* [STATED TASK]:
Please update the listing from its start through the line containing "POLYGON ((67 173, 62", replacing "dirt patch" with "mud patch" and keeping everything else unchanged.

RECORDS SUPPLIED start

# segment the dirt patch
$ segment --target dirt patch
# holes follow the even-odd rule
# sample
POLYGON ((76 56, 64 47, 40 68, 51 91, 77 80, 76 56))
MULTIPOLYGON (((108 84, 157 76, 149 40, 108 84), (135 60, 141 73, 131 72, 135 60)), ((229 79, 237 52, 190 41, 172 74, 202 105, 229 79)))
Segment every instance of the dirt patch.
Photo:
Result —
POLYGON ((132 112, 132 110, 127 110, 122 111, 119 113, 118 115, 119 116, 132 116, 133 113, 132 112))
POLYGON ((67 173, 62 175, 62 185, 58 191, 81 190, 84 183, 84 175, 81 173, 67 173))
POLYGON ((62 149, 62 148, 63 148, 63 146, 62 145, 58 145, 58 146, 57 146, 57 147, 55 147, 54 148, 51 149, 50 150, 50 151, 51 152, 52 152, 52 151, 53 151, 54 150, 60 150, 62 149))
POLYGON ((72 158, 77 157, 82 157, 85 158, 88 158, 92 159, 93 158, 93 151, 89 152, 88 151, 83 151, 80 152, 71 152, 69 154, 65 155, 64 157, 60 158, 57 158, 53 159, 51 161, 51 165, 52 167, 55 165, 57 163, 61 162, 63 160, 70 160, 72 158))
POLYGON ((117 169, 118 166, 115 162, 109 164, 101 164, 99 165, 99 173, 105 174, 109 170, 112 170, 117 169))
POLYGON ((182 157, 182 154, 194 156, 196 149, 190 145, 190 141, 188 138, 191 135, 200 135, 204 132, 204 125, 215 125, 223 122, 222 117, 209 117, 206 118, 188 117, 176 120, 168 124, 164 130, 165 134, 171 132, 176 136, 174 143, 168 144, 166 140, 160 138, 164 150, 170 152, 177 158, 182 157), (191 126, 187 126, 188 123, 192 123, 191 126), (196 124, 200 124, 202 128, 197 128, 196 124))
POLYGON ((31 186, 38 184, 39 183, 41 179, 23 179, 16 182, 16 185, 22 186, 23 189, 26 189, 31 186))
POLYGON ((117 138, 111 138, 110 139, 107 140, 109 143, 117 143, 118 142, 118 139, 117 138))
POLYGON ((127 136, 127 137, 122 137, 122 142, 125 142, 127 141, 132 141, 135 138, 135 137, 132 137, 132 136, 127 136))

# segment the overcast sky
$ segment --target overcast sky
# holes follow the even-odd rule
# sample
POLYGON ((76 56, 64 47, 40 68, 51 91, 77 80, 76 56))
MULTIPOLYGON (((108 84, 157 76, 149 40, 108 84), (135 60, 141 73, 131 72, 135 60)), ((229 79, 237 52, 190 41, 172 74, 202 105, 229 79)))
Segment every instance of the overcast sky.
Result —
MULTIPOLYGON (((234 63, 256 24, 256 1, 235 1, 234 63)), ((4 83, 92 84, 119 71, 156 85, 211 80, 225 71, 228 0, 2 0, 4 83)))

RECORDS SUPPLIED end

* [TASK RESULT]:
# segment the mud patch
$ segment --target mud patch
# holes follow the even-odd rule
# sample
POLYGON ((76 56, 64 47, 40 68, 51 91, 77 80, 76 56))
MULTIPOLYGON (((108 84, 157 76, 149 40, 108 84), (135 60, 141 73, 131 72, 135 60)), ((229 79, 237 52, 190 41, 172 74, 202 105, 229 79)))
Segment every instance of the mud patch.
Photo:
Result —
POLYGON ((132 112, 132 110, 127 110, 122 111, 119 113, 118 115, 119 116, 132 116, 133 113, 132 112))
POLYGON ((67 173, 62 175, 62 185, 58 191, 81 190, 84 183, 84 175, 81 173, 67 173))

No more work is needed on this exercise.